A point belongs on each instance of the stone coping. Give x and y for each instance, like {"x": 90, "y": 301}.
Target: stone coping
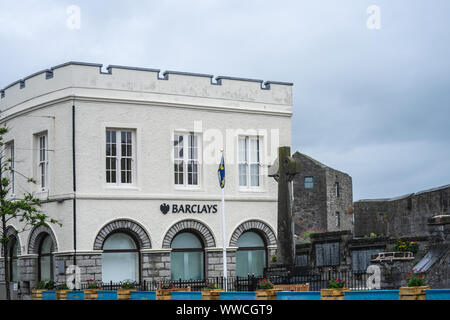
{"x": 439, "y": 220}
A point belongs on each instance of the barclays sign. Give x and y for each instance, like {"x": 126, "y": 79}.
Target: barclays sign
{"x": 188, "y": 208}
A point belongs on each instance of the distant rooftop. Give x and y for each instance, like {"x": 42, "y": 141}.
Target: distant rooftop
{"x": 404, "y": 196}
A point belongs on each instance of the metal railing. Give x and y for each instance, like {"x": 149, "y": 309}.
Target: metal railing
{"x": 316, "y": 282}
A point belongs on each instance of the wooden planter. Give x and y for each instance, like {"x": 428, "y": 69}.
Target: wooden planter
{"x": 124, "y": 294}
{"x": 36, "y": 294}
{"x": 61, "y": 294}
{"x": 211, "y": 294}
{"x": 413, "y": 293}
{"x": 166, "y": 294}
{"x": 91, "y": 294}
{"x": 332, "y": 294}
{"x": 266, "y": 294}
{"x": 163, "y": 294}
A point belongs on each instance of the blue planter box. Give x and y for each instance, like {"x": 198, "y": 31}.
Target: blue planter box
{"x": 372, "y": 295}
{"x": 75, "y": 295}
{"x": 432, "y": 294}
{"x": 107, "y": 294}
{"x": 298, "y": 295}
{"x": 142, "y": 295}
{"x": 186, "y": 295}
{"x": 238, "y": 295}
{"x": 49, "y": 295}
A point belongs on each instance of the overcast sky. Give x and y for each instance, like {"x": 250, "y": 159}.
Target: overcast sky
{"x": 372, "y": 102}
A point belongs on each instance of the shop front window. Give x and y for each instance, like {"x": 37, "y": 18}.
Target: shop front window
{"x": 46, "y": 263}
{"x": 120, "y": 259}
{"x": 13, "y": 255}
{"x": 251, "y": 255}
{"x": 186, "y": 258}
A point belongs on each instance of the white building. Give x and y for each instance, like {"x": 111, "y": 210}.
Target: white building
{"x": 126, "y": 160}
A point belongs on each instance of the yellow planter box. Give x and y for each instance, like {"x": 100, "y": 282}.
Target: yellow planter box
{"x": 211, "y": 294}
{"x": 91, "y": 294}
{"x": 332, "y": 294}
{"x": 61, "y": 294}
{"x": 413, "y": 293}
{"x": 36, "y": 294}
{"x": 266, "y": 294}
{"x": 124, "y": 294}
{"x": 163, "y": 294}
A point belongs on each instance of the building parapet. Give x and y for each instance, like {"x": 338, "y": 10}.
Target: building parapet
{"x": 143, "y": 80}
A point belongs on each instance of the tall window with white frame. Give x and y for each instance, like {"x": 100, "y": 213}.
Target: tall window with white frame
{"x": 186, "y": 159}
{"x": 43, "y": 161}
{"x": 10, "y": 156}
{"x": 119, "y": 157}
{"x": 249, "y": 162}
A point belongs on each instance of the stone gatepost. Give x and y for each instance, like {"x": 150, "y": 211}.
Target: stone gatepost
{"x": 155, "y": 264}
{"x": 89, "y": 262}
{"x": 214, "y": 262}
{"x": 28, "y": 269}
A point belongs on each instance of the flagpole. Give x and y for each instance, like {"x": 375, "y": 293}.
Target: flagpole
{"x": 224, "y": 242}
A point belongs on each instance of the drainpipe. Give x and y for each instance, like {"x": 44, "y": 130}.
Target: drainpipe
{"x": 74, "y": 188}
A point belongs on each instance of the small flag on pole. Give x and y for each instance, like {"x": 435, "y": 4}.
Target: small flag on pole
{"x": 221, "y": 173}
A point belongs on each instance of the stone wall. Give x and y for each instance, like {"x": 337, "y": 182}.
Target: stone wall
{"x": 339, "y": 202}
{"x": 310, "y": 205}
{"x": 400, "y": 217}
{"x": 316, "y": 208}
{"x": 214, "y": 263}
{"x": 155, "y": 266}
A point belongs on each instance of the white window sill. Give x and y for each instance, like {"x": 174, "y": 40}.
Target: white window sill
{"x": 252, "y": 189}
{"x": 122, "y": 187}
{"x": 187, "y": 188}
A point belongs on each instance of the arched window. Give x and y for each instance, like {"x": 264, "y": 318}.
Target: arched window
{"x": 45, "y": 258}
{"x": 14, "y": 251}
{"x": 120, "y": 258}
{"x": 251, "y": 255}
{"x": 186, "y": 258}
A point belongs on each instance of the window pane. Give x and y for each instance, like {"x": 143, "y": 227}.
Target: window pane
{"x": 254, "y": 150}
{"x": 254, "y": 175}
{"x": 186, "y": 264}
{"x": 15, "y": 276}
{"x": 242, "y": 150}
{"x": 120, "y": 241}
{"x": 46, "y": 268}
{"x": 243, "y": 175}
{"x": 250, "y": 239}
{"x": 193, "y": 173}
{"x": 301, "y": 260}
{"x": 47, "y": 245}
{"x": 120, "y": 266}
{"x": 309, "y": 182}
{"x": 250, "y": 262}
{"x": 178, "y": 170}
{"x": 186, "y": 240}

::::

What this task involves: Reproduce, word for word, every line from the start of the records down to and including the line with "A point belongs on each instance of the overcast"; skip the pictures.

Your response:
A point belongs on each instance of the stone coping. Give x and y for each instance, like {"x": 90, "y": 301}.
Target: stone coping
{"x": 439, "y": 220}
A point belongs on each instance of the barclays sign. Give x and y for each instance, like {"x": 126, "y": 79}.
Target: barclays sign
{"x": 188, "y": 208}
A point belongs on each instance of the distant rooftop. Give x and y for each instance, like {"x": 42, "y": 141}.
Target: distant rooftop
{"x": 404, "y": 196}
A point belongs on each instance of the metal railing. Give x and y for each instance, like {"x": 149, "y": 309}.
Target: metal railing
{"x": 316, "y": 282}
A point belongs on each instance of the wooden planter. Give x and y for each instance, like {"x": 428, "y": 69}.
Target: wooden planter
{"x": 124, "y": 294}
{"x": 36, "y": 294}
{"x": 61, "y": 294}
{"x": 211, "y": 294}
{"x": 413, "y": 293}
{"x": 166, "y": 294}
{"x": 91, "y": 294}
{"x": 332, "y": 294}
{"x": 266, "y": 294}
{"x": 163, "y": 294}
A point belongs on each instance of the blue planter box. Give x and y for each instance, like {"x": 198, "y": 31}.
Target: blue planter box
{"x": 372, "y": 295}
{"x": 75, "y": 295}
{"x": 432, "y": 294}
{"x": 107, "y": 294}
{"x": 298, "y": 295}
{"x": 142, "y": 295}
{"x": 186, "y": 295}
{"x": 238, "y": 295}
{"x": 49, "y": 295}
A point belongs on each instance of the overcast sky. Give x and y for each instance, like {"x": 250, "y": 159}.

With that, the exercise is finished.